▼
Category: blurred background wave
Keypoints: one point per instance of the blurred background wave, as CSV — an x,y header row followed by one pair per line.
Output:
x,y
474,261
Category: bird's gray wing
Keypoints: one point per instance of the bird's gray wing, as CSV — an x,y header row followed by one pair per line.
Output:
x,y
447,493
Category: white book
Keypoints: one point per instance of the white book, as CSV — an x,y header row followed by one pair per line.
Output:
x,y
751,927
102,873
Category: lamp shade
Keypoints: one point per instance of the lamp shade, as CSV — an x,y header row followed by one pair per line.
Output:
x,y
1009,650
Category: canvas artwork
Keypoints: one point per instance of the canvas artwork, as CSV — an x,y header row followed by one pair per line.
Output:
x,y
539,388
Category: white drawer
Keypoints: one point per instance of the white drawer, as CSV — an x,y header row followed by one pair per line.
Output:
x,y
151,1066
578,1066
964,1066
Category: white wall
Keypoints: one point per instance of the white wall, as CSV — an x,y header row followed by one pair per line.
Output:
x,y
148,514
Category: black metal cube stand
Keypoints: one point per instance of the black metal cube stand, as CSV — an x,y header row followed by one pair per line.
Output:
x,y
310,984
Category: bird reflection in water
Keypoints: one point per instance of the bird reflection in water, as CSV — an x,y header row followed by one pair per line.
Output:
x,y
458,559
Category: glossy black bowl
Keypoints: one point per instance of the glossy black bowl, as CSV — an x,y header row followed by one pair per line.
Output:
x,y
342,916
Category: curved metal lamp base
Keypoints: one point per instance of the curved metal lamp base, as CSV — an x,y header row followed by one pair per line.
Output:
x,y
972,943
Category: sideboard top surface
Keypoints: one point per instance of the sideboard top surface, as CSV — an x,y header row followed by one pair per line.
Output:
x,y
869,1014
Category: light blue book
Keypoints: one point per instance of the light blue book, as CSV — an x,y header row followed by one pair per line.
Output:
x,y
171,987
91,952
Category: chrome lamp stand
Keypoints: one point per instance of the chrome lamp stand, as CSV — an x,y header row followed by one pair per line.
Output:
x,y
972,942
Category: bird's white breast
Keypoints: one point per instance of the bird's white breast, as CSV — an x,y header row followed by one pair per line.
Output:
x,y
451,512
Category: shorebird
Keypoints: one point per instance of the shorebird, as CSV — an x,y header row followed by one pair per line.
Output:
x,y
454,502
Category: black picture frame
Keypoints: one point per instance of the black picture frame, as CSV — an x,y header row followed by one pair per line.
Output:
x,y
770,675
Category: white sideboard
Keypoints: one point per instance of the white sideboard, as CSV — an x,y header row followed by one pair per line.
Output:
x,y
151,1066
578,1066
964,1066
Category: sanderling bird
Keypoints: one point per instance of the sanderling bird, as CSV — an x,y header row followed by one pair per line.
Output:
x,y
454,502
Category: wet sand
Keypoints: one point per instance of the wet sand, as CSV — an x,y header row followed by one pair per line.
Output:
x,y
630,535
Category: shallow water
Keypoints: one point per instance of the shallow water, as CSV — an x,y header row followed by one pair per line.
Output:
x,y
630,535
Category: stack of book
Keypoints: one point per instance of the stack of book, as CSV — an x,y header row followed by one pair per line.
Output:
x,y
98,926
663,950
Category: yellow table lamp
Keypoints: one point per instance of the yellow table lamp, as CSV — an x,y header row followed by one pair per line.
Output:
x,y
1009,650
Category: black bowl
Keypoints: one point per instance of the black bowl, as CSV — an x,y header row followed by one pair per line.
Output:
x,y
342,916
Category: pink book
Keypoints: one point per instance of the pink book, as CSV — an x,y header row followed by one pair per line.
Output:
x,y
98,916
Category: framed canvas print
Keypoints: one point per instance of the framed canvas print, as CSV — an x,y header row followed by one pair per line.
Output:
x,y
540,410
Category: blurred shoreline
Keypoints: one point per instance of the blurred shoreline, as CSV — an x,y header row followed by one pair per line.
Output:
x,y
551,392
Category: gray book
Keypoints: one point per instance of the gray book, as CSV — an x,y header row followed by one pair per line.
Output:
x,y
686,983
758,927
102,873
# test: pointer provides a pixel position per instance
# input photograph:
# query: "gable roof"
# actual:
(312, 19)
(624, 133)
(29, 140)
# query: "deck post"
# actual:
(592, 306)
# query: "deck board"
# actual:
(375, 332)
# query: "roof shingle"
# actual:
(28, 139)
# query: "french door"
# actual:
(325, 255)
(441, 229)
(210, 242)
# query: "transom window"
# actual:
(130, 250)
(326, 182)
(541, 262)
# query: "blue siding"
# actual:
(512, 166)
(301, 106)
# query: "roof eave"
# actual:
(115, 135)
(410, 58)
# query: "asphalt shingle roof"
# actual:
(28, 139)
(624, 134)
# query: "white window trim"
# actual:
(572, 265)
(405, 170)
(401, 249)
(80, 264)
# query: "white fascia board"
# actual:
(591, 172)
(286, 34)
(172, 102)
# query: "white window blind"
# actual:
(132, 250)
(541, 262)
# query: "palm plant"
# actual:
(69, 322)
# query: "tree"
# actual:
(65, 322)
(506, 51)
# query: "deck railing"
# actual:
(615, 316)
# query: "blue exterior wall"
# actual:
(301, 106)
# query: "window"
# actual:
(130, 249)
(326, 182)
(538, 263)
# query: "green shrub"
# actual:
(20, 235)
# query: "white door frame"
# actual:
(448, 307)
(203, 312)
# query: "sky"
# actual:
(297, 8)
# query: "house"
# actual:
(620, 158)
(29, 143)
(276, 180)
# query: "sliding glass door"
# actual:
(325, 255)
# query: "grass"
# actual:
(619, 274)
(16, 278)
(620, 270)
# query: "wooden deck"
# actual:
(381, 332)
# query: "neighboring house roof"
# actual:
▲
> [PROBLEM REQUIREMENTS]:
Exact copy required. Retype all of the entries word for word.

> [FINISHED TASK]:
Category: blurred background wave
Keypoints: one point per instance of the blurred background wave, as CSV — an x,y header row followed by one pair per line.
Output:
x,y
474,261
Category: bird's gray wing
Keypoints: one point per instance of the bird's gray wing, as CSV — an x,y header row followed by one pair per line.
Output:
x,y
447,493
Category: white book
Keypoints: one point per instance of the white book, as CSV — an x,y header row followed by one pair per line.
Output:
x,y
751,927
102,873
Category: lamp shade
Keypoints: one point per instance of the lamp shade, as CSV — an x,y header row followed by one pair per line.
Output:
x,y
1009,650
Category: canvas artwork
Keypoints: one point per instance of the canvas artwork, as CSV — an x,y header row followed by one pair per line.
Output:
x,y
539,388
Category: white drawer
Keypoints: one point per instance of the white drawer, as CSV — an x,y header row followed by one pair per line.
Output:
x,y
151,1066
578,1066
964,1066
Category: white wall
Keypoints: one point per instance of the white wall, as CSV — an x,y header row followed by one pair per line.
Output:
x,y
148,514
Category: black metal cube stand
Keypoints: one point per instance of the black metal cube stand, as CSV — an x,y header row followed by one pair per line.
Output:
x,y
310,984
Category: bird reflection in water
Keypoints: one point per instance of the bird reflection in water, as CSV — an x,y header row followed by one pair per line.
Output:
x,y
458,559
Category: glossy black bowl
Keypoints: one point per instance of the glossy black bowl, as CSV — an x,y header row followed by one pair per line.
Output:
x,y
342,916
Category: curved metal lamp base
Keypoints: one point per instance of the curved metal lamp base, as CSV — an x,y header row followed by one pair per line.
Output:
x,y
972,943
Category: sideboard top surface
Keypoints: one point per instance of the sideboard top surface, as CSV — an x,y header row followed by one pair per line.
Output:
x,y
869,1014
Category: light blue book
Keypoints: one point per instance of the light blue book, as CSV — an x,y header row followed by one pair per line.
Output:
x,y
171,987
91,952
Category: chrome lamp stand
Keypoints: one point per instance of the chrome lamp stand, as CSV — an x,y header row followed by one pair per line.
Output:
x,y
972,942
Category: bird's white breast
Keypoints: one point per instance of the bird's white breast, as CSV — an x,y header row followed by one pair per line.
Output:
x,y
451,512
Category: shorebird
Keypoints: one point per instance of the shorebird, as CSV — an x,y header row followed by one pair per line.
Output:
x,y
454,502
Category: black picture frame
Keypoints: one point per instance of the black picture frame, as CSV — an x,y header row followed by one pair per line.
Output:
x,y
770,675
Category: white sideboard
Keypoints: one point per instance of the white sideboard, as CSV — an x,y header row followed by one pair per line.
Output:
x,y
151,1066
578,1066
964,1066
Category: sanderling bird
Keypoints: one point per instance of the sanderling bird, as CSV — an x,y header row followed by one pair per line.
Output:
x,y
454,502
Category: wet sand
Keypoints: one point per instance of the wet sand, as CSV — an x,y header row followed by one pair per line.
Output:
x,y
630,535
Category: shallow water
Keypoints: one point per instance of the shallow water, as CSV — an x,y header row followed by one pair per line.
Output:
x,y
630,535
Category: stack of book
Keypoints: one point per instance of the stack of book, as CSV — an x,y header row followed by one pair per line.
Output:
x,y
98,926
663,950
Category: yellow table lamp
Keypoints: one point per instance of the yellow table lamp, as CSV — an x,y header row followed by one pair per line.
Output:
x,y
1009,650
Category: black bowl
Keypoints: one point per instance of the black bowl, as CSV — an x,y header row followed by one pair per line.
Output:
x,y
342,916
Category: pink book
Keypoints: one point per instance of the pink book, as CSV — an x,y header row followed by one pair per line.
Output:
x,y
98,916
Category: framed canvas print
Keypoints: one point per instance of the framed canvas print, as CSV — an x,y header row followed by one pair per line.
Output:
x,y
540,410
Category: blurred shoreline
Keypoints: one point per instance of the blurred shoreline, as CSV — an x,y header row followed by one pair per line.
Output:
x,y
551,392
Category: gray book
Keypoints: one point per instance of the gray book, as CSV — an x,y header row followed by one pair per line.
Output:
x,y
686,983
758,927
102,873
# test: pointer provides a pixel position per instance
# input photograph:
# query: "gable roof"
# actual:
(312, 19)
(624, 133)
(29, 140)
# query: "deck post"
# actual:
(592, 306)
# query: "deck board"
# actual:
(375, 332)
# query: "roof shingle"
# actual:
(28, 139)
# query: "french door"
# actual:
(325, 255)
(441, 229)
(210, 242)
# query: "transom window"
# actual:
(130, 250)
(326, 182)
(541, 262)
# query: "blue siding"
# actual:
(512, 166)
(301, 106)
# query: "roof eave"
# actual:
(115, 135)
(410, 58)
# query: "asphalt shingle roof"
# actual:
(28, 139)
(624, 134)
# query: "white window trim"
# actual:
(572, 265)
(405, 170)
(401, 249)
(80, 264)
# query: "white fascia board"
# actual:
(591, 172)
(286, 34)
(172, 102)
# query: "white window blind"
# actual:
(132, 250)
(541, 262)
# query: "palm plant"
# actual:
(69, 322)
# query: "tree"
# actual:
(65, 322)
(506, 51)
# query: "deck railing"
# actual:
(615, 316)
# query: "blue exterior wall"
# actual:
(301, 106)
# query: "window"
# actual:
(130, 249)
(326, 182)
(538, 263)
# query: "green shrub"
# actual:
(20, 235)
# query: "white door frame"
# actual:
(448, 307)
(203, 312)
# query: "sky"
# actual:
(297, 8)
# query: "house"
# actual:
(620, 158)
(29, 143)
(276, 180)
# query: "sliding glass door"
# actual:
(325, 255)
# query: "grass"
# actual:
(619, 274)
(16, 278)
(620, 270)
# query: "wooden deck"
# actual:
(381, 332)
# query: "neighboring house roof"
# actual:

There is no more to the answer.